Dataset excerpt:
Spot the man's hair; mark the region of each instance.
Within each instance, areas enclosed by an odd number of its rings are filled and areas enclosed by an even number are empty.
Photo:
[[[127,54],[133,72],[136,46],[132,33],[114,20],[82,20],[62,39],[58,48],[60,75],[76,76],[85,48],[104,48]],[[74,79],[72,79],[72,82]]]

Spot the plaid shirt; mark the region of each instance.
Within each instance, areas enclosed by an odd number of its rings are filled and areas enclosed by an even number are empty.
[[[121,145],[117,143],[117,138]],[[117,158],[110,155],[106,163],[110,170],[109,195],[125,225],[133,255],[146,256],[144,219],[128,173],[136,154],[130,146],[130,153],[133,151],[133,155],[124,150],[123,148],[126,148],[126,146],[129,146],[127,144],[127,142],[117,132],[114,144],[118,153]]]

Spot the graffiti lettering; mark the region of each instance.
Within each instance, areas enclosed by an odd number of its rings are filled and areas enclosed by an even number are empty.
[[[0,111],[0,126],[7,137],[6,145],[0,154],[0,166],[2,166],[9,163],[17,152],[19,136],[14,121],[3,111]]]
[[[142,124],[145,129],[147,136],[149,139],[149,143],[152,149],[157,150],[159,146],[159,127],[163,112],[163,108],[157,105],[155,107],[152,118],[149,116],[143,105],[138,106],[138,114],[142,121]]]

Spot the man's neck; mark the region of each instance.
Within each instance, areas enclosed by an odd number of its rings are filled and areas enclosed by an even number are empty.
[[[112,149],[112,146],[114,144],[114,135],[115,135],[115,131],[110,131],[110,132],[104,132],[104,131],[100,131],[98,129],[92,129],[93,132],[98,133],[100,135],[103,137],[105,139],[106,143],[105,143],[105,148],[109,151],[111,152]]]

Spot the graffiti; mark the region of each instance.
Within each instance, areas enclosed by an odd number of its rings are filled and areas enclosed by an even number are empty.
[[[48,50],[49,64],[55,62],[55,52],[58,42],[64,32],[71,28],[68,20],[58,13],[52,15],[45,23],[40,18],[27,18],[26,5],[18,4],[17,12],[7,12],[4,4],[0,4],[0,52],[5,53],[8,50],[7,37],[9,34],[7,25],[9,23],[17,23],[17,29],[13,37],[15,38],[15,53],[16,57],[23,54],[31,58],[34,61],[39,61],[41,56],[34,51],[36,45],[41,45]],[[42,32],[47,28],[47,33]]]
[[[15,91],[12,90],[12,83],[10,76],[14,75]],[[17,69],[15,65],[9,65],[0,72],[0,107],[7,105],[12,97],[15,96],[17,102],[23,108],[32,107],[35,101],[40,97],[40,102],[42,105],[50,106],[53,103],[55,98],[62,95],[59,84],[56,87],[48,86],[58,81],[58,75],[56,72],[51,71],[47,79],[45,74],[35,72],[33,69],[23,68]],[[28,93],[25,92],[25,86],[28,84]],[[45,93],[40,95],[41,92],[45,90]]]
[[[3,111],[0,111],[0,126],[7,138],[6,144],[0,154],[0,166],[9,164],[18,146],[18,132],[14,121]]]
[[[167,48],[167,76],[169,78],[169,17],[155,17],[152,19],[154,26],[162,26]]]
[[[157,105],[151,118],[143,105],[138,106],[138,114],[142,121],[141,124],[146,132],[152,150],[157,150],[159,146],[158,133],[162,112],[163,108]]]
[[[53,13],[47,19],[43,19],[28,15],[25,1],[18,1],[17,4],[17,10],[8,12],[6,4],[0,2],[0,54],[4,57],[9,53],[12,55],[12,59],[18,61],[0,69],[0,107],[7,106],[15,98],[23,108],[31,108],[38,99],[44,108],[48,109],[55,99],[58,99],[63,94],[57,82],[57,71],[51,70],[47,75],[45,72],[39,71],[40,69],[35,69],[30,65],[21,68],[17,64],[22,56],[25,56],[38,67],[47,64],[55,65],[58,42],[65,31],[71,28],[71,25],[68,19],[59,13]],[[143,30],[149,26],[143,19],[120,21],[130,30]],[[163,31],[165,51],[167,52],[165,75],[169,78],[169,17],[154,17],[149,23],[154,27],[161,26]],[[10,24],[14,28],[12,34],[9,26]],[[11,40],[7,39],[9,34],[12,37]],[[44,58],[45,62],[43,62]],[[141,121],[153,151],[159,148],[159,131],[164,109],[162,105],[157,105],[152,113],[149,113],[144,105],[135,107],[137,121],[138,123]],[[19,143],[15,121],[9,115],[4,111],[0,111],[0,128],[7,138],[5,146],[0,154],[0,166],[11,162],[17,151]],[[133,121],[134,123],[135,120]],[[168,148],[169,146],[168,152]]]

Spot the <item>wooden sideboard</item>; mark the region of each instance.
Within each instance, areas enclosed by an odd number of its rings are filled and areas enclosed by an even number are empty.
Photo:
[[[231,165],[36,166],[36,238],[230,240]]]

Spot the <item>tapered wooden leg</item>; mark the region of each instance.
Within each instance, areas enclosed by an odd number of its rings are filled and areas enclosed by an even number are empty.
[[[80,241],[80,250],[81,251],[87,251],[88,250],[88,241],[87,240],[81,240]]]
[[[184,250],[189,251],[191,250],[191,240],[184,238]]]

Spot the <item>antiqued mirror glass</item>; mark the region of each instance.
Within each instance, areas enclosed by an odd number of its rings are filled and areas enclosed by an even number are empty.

DIRECTION:
Rewrite all of the data above as a two-column Markdown table headed "Row" and "Line". Put each non-blank line in its own row, numbered sequentially from 1, and omit blank lines.

WRITTEN SOLUTION:
| Row | Line |
|---|---|
| 1 | Spot the man's hair; mark the region of each instance. |
| 2 | Within each instance, areas enclosed by an odd number of its rings are filled and areas enclosed by an even number are empty. |
| 3 | Photo: |
| 4 | [[[127,54],[133,72],[136,46],[132,33],[114,20],[82,20],[62,39],[58,48],[60,75],[76,76],[85,48],[104,48]],[[74,79],[72,79],[72,82]]] |
| 5 | Spot the plaid shirt; mark the region of each instance. |
| 6 | Within each instance, areas enclosed by an odd number of its rings are filled and areas enclosed by an even number are empty. |
| 7 | [[[121,145],[117,143],[117,138]],[[117,158],[110,155],[106,163],[110,170],[109,195],[125,225],[133,255],[146,256],[144,219],[128,173],[136,154],[130,146],[130,153],[133,151],[133,155],[124,150],[123,148],[126,148],[126,146],[129,146],[127,144],[127,142],[117,132],[114,144],[118,153]]] |
| 8 | Spot the graffiti lettering; mark the region of each instance. |
| 9 | Within each instance, areas enclosed by an odd number of its rings are filled and areas enclosed by an even number are empty. |
| 10 | [[[0,111],[0,126],[7,137],[6,145],[0,154],[0,166],[2,166],[9,163],[17,152],[19,136],[14,121],[3,111]]] |
| 11 | [[[142,124],[145,129],[147,136],[149,139],[149,143],[152,149],[157,150],[159,146],[159,127],[163,112],[163,108],[157,105],[155,107],[152,118],[149,116],[143,105],[138,106],[138,114],[142,121]]] |
| 12 | Spot the man's neck; mark the region of each instance. |
| 13 | Within each instance, areas enclosed by an odd number of its rings are filled and areas enclosed by an even number are empty. |
| 14 | [[[112,149],[112,146],[114,144],[114,135],[115,135],[115,131],[110,131],[110,132],[104,132],[104,131],[100,131],[98,129],[92,129],[93,132],[98,133],[100,135],[103,137],[105,139],[106,143],[105,143],[105,148],[109,151],[111,152]]] |
| 15 | Spot the graffiti; mark the region of each instance. |
| 16 | Within each instance, areas enclosed by an odd number of its rings are filled and areas enclosed by an even number are empty. |
| 17 | [[[48,50],[49,64],[55,62],[55,52],[58,42],[64,32],[71,28],[68,20],[58,13],[52,15],[45,23],[40,18],[27,18],[26,5],[18,4],[17,12],[7,12],[4,4],[0,4],[0,52],[5,53],[8,50],[7,37],[9,34],[7,25],[9,23],[17,23],[17,29],[13,37],[15,38],[15,53],[16,57],[23,54],[31,58],[34,61],[39,61],[41,56],[34,51],[36,45],[41,45]],[[42,32],[47,28],[47,33]]] |
| 18 | [[[15,91],[12,90],[12,83],[10,76],[14,75]],[[17,69],[15,65],[9,65],[0,72],[0,107],[7,105],[12,97],[15,96],[17,102],[23,108],[32,107],[35,101],[40,97],[40,102],[42,105],[50,106],[53,103],[55,98],[62,95],[59,84],[56,87],[48,86],[58,81],[58,75],[56,72],[51,71],[47,79],[45,74],[35,72],[33,69],[23,68]],[[28,93],[25,92],[25,86],[28,84]],[[45,93],[40,95],[41,92],[45,90]]] |
| 19 | [[[3,111],[0,111],[0,126],[7,138],[6,144],[0,154],[0,166],[9,164],[18,146],[18,132],[14,121]]] |
| 20 | [[[167,48],[167,76],[169,78],[169,17],[155,17],[152,19],[154,26],[162,26]]] |
| 21 | [[[157,105],[151,118],[143,105],[138,106],[138,114],[142,121],[141,124],[146,132],[152,150],[157,150],[159,146],[158,133],[162,112],[163,108]]] |
| 22 | [[[53,13],[47,19],[43,19],[28,15],[25,1],[18,1],[17,4],[17,10],[8,12],[6,4],[0,2],[0,54],[4,57],[9,53],[12,55],[12,59],[18,61],[0,69],[0,107],[7,106],[15,98],[23,108],[31,108],[38,99],[44,108],[48,109],[55,99],[58,99],[63,94],[57,82],[57,71],[51,70],[47,75],[45,72],[39,71],[40,69],[35,69],[30,65],[21,68],[17,64],[22,56],[25,56],[38,67],[47,64],[55,65],[58,42],[65,31],[71,28],[71,25],[68,19],[59,13]],[[143,30],[149,26],[143,19],[120,21],[130,30]],[[163,31],[165,51],[167,52],[165,75],[169,78],[169,17],[154,17],[149,23],[154,27],[161,26]],[[10,24],[14,28],[12,34],[9,26]],[[11,40],[7,39],[9,34],[12,37]],[[44,58],[45,62],[43,62]],[[141,121],[153,151],[159,148],[159,131],[164,109],[162,105],[157,105],[152,113],[149,113],[144,105],[135,107],[137,121],[138,123]],[[19,143],[15,121],[9,115],[4,111],[0,111],[0,128],[7,138],[5,146],[0,154],[0,166],[11,162],[17,151]],[[133,121],[134,123],[135,120]],[[168,148],[169,146],[168,152]]] |
| 23 | Spot the <item>wooden sideboard</item>; mark the region of each instance. |
| 24 | Within each instance, areas enclosed by an odd number of its rings are filled and areas enclosed by an even number are empty. |
| 25 | Photo: |
| 26 | [[[231,165],[36,166],[36,238],[230,240]]] |
| 27 | Spot the <item>tapered wooden leg</item>; mark the region of each instance. |
| 28 | Within each instance, areas enclosed by an odd number of its rings are filled and areas enclosed by an even number are empty. |
| 29 | [[[80,241],[80,250],[81,251],[87,251],[88,250],[88,241],[87,240],[81,240]]] |
| 30 | [[[184,250],[189,251],[191,250],[191,240],[184,238]]] |
| 31 | Spot the <item>antiqued mirror glass</item>; mark the region of each instance. |
| 32 | Within each instance, areas enclosed by an odd number of its rings are filled and areas enclosed by an even number are empty. |